◆ **Instructions to follow**
Rewrite every line of the records below, swapping "a point per instance" for "one point per instance" and leaving everything else the same.

◆ **Data for processing**
********************

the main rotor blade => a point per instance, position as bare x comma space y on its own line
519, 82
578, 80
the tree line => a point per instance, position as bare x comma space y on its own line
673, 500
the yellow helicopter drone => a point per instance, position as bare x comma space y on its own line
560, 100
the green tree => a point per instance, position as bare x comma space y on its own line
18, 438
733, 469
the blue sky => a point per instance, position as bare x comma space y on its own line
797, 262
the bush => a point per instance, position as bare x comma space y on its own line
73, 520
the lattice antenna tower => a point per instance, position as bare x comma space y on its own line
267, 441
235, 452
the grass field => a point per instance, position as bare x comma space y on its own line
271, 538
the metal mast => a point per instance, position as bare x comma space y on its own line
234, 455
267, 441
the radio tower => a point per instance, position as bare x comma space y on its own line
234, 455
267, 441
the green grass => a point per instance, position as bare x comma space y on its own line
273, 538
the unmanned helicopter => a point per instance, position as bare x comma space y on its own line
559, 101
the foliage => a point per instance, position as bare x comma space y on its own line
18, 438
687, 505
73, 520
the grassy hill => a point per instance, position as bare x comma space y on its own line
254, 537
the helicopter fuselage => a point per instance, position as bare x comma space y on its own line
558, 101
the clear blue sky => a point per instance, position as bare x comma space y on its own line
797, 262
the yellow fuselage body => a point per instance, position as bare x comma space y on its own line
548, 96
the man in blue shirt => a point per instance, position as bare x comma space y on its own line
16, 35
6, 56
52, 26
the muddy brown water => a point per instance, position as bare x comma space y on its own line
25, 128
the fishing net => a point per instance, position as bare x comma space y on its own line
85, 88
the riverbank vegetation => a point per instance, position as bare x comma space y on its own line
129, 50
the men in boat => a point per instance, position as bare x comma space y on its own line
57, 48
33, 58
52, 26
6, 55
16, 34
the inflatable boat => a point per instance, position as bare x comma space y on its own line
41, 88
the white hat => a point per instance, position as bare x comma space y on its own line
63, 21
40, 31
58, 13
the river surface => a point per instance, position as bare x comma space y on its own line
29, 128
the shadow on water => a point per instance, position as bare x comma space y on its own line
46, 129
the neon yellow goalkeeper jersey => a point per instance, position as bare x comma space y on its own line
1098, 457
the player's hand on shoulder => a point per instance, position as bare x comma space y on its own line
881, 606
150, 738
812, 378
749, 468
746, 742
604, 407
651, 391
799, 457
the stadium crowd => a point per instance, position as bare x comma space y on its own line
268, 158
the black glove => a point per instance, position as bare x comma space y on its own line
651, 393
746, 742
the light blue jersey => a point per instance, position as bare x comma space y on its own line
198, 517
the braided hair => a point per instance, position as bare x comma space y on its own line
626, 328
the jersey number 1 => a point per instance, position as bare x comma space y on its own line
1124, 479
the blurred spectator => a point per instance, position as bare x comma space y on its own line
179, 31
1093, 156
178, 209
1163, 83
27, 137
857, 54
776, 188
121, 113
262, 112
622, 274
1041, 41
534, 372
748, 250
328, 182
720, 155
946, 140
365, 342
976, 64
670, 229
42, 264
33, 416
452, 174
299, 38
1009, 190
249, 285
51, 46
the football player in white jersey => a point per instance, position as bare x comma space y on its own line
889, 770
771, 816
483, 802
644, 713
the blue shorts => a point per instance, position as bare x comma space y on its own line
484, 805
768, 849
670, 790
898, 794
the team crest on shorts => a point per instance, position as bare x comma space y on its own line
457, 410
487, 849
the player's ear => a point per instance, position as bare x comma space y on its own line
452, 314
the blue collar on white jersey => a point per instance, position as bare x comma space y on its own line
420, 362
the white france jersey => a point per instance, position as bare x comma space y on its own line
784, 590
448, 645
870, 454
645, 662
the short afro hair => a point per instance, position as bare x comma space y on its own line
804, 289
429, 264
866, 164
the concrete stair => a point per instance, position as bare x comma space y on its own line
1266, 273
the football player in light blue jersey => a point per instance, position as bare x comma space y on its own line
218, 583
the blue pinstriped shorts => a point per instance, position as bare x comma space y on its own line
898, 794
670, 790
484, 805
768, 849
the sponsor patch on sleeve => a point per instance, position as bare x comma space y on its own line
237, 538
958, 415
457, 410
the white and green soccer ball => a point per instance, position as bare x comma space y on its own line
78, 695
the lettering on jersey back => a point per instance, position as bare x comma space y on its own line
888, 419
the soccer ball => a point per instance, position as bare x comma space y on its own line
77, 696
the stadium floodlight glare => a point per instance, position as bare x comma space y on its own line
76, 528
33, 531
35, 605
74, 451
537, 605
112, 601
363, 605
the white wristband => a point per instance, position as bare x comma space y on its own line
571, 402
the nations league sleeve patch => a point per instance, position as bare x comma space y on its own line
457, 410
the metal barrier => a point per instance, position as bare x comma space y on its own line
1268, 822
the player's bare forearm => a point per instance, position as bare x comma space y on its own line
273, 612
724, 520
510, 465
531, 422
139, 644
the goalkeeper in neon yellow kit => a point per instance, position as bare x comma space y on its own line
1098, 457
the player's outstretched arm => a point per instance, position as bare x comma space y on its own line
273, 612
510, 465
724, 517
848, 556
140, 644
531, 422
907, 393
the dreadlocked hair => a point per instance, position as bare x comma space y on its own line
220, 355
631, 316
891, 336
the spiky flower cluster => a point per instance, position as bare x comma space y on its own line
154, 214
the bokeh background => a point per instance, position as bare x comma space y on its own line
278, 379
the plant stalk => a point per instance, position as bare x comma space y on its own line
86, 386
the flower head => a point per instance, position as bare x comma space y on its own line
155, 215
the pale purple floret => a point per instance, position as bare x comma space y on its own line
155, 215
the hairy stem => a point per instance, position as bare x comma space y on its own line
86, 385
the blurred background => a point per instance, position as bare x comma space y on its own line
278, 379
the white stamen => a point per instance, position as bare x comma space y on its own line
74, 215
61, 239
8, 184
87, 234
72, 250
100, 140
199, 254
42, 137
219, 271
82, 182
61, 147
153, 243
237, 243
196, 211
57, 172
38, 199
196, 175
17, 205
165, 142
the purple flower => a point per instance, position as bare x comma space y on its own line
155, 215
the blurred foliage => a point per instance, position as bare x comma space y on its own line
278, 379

********************

◆ **Answer to the task**
the main rotor blade => one point per instance, position as bare x comma space y on its own line
519, 82
578, 80
the tree line => one point per instance, position as bare x comma space y on its own line
673, 500
the yellow helicopter drone => one point per instance, position as bare x comma space y on its own line
560, 100
the green tree => one point per instance, position as bare x comma space y on its own line
18, 438
733, 469
the blue sky => one point per instance, position as bare x comma space y on its own line
797, 262
the bush => one point per instance, position as bare x comma space y on its own line
73, 520
the lattice antenna tower => one point per instance, position as bare x comma space y on its own line
267, 441
235, 452
the grass field => one point per instance, position as bare x comma space y on its own line
271, 538
the metal mast => one point per instance, position as bare x comma space y on its own line
234, 455
267, 441
the radio tower => one point per instance, position as bare x comma space y on its own line
234, 455
267, 441
the green grass => one point per instance, position as bare x comma space y on its own line
273, 538
the unmanned helicopter => one point per instance, position as bare x comma space y on its own line
559, 101
the foliage => one point per instance, position as bare x comma space y on its own line
18, 438
687, 505
73, 520
the grassy hill => one point per instance, position as bare x comma space y on its own line
254, 537
the helicopter fuselage => one point per instance, position as bare x comma space y on its own line
558, 101
the clear blue sky => one point per instance, position as bare x comma space y on its own line
797, 262
the yellow fuselage body => one point per instance, position as bare x comma space y on its own line
548, 96
the man in blue shirt => one point per instance, position as bare x comma space y on its own line
16, 35
6, 56
52, 26
the muddy brown water => one point per instance, position as bare x comma space y on its own line
25, 128
the fishing net => one point per instance, position as bare x comma space y on its own line
85, 88
the riverbank vegetation => one point per instance, position as bare x comma space y on its own line
129, 50
the men in boat => one point per instance, position as bare x comma space y on its own line
57, 48
33, 58
52, 26
6, 55
16, 34
the inflatable boat => one point per instance, position as bare x comma space y on its own line
41, 88
the white hat => one point per instance, position as bare x comma space y on its own line
63, 21
40, 31
58, 13
the river surface => one point per instance, position as bare x comma space y on its own line
29, 128
the shadow on water => one point per instance, position as bare x comma space y on its own line
46, 129
the neon yellow goalkeeper jersey => one point per instance, position as bare x comma space y on its own line
1098, 457
the player's hand on shoulder => one point per instance, position as bare x comma space y on its own line
881, 606
150, 738
812, 378
749, 468
746, 742
604, 407
651, 391
799, 457
the stadium crowd => one point per instance, position as bare x comma space y on its own line
268, 158
the black glove => one point per instance, position as bare x comma space y on its own line
651, 393
746, 742
the light blue jersey => one point per instance, position as bare x comma space y on its own line
198, 517
the braided hair => one point per instance, position as bare x comma space y on its own line
626, 328
the jersey number 1 => one point per instance, position as bare x comma space y on its own line
1124, 479
the blurred spectator => one point per instance, position as bare x comma space y on its own line
179, 31
1093, 156
178, 209
1163, 83
27, 137
857, 54
776, 188
121, 113
262, 112
622, 274
1041, 41
534, 372
748, 250
328, 182
720, 155
946, 140
365, 342
976, 64
670, 229
42, 264
33, 416
452, 174
299, 38
1009, 190
249, 285
51, 46
the football player in white jersey => one point per instance, position as bare x comma space y on its own line
889, 770
771, 816
483, 802
644, 713
the blue shorts => one point per instance, position as bare x comma space y on its own line
484, 805
768, 849
670, 790
898, 794
the team crest on shorts => one point per instance, position as bare x comma space y on its own line
457, 410
487, 849
the player's ear => one point per instance, position as bare x comma space y on its own line
452, 314
the blue collar on white jersey => one point per instance, position as bare x comma space y on its own line
420, 362
the white france jersey => one point per instance, position as bare x comma space y on its own line
784, 590
448, 645
870, 454
645, 662
the short afro hair => one point per instance, position as bare x comma space y on its own line
804, 289
429, 264
866, 164
the concrete stair => one point per instance, position as bare x comma space y on its own line
1266, 273
the football player in light blue jersey => one point per instance, position as bare x comma space y on its own line
218, 583
the blue pinstriped shorts => one point per instance, position as bare x comma space y on its own line
898, 794
670, 790
484, 805
768, 849
the sponsor patch on sleeve => one point per instance, position as bare x comma space y on its own line
237, 538
958, 415
457, 410
the white and green soccer ball => one point per instance, position as bare x comma space y on its own line
78, 695
the lettering on jersey back => one point per instance, position as bare x comma space y on its own line
888, 419
the soccer ball => one point per instance, position as bare x comma space y on its own line
77, 696
the stadium floodlight glare => one point per instance, position as bare x comma space y on its own line
76, 528
33, 531
35, 605
74, 451
537, 605
112, 601
363, 605
the white wristband => one point per instance, position as bare x comma space y on its own line
571, 402
the nations league sleeve patch => one point per instance, position as bare x comma space y on its own line
457, 410
the metal barrier => one point per instance, position as bare x comma space y on its own line
1268, 822
the player's bare forearm => one point per instance, position as bare x comma space y on its own line
273, 612
724, 520
510, 465
531, 422
139, 644
the goalkeeper in neon yellow kit => one point per instance, position as bare x comma space y on its own line
1098, 457
the player's outstretched arm => one point per instance, position as bare x comma space y on its own line
273, 612
510, 465
724, 517
848, 556
140, 644
531, 422
907, 393
the dreadlocked hair => one point per instance, position as bare x comma space y on its own line
220, 355
631, 316
891, 336
the spiky flower cluster => one point per instance, position as bare x comma space y on its own line
154, 214
the bokeh background => one point per instance, position as bare x comma space y on its own line
278, 379
the plant stalk => one point per instance, position as bare x comma space y on its own line
86, 386
the flower head => one point per instance, position as bare x comma space y on its own line
155, 215
the pale purple floret => one point per instance, position as bare x comma space y on its own line
155, 215
the hairy stem => one point per instance, position as bare x comma space y on its own line
86, 385
the blurred background => one point per instance, position as bare x comma space y on its own line
278, 379
the white stamen => one point per instance, position as bare x comma space y on its own line
74, 215
61, 239
8, 184
87, 234
72, 250
100, 140
199, 254
42, 137
219, 271
82, 182
61, 147
153, 243
237, 243
196, 211
57, 172
38, 199
196, 175
17, 205
165, 142
the purple flower => one point per instance, position as bare x comma space y on its own line
155, 215
the blurred foliage => one point per instance, position as bare x comma space y on its own line
278, 379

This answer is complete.